§ Quoted text
Give Me a Body (Substitute)
(Part II of a transcript of a sermon about atonement by Dr. Martin Holdt)
Heb 10:3-12 “ in these sacrifices there is a reminder of sins every year. For it is impossible for the blood of bulls and goats to take away sins. When Christ came into the world, he said, “Sacrifices and offerings you have not desired, but a body have you prepared for me; in burnt offerings and sin offerings you have taken no pleasure. Then I said, ‘Behold, I have come to do your will, O God, as it is written of me in the scroll of the book.’” When he said above, “You have neither desired nor taken pleasure in sacrifices and offerings and burnt offerings and sin offerings” (these are offered according to the law), then he added, “Behold, I have come to do your will.” He does away with the first in order to establish the second. And by that will we have been sanctified through the offering of the body of Jesus Christ once for all. And every priest stands daily at his service, offering repeatedly the same sacrifices, which can never take away sins. But when Christ had offered for all time a single sacrifice for sins, he sat down at the right hand of God “
There you have it “Substitutionary Atonement”, Christ giving His own body as a sacrifice in your place for your sin.
We live in a day and an age when, even within the Christian church, there is far too little of a brokenness of heart and a mourning over sin. May God give it back to us, because when He does, we might be a step closer to revival. It is impossible for the blood of bulls and goats to take away sins. I find the above verses the most moving in the whole Bible.

§ Information provided
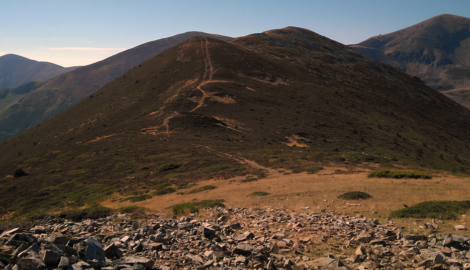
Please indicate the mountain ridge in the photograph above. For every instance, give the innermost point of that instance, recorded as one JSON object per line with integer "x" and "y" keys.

§ Direction
Copy out the full sermon excerpt on atonement word for word, from its title line through its last sentence. You won't need the material for this.

§ Solution for this task
Give Me a Body (Substitute)
(Part II of a transcript of a sermon about atonement by Dr. Martin Holdt)
Heb 10:3-12 “ in these sacrifices there is a reminder of sins every year. For it is impossible for the blood of bulls and goats to take away sins. When Christ came into the world, he said, “Sacrifices and offerings you have not desired, but a body have you prepared for me; in burnt offerings and sin offerings you have taken no pleasure. Then I said, ‘Behold, I have come to do your will, O God, as it is written of me in the scroll of the book.’” When he said above, “You have neither desired nor taken pleasure in sacrifices and offerings and burnt offerings and sin offerings” (these are offered according to the law), then he added, “Behold, I have come to do your will.” He does away with the first in order to establish the second. And by that will we have been sanctified through the offering of the body of Jesus Christ once for all. And every priest stands daily at his service, offering repeatedly the same sacrifices, which can never take away sins. But when Christ had offered for all time a single sacrifice for sins, he sat down at the right hand of God “
There you have it “Substitutionary Atonement”, Christ giving His own body as a sacrifice in your place for your sin.
We live in a day and an age when, even within the Christian church, there is far too little of a brokenness of heart and a mourning over sin. May God give it back to us, because when He does, we might be a step closer to revival. It is impossible for the blood of bulls and goats to take away sins. I find the above verses the most moving in the whole Bible.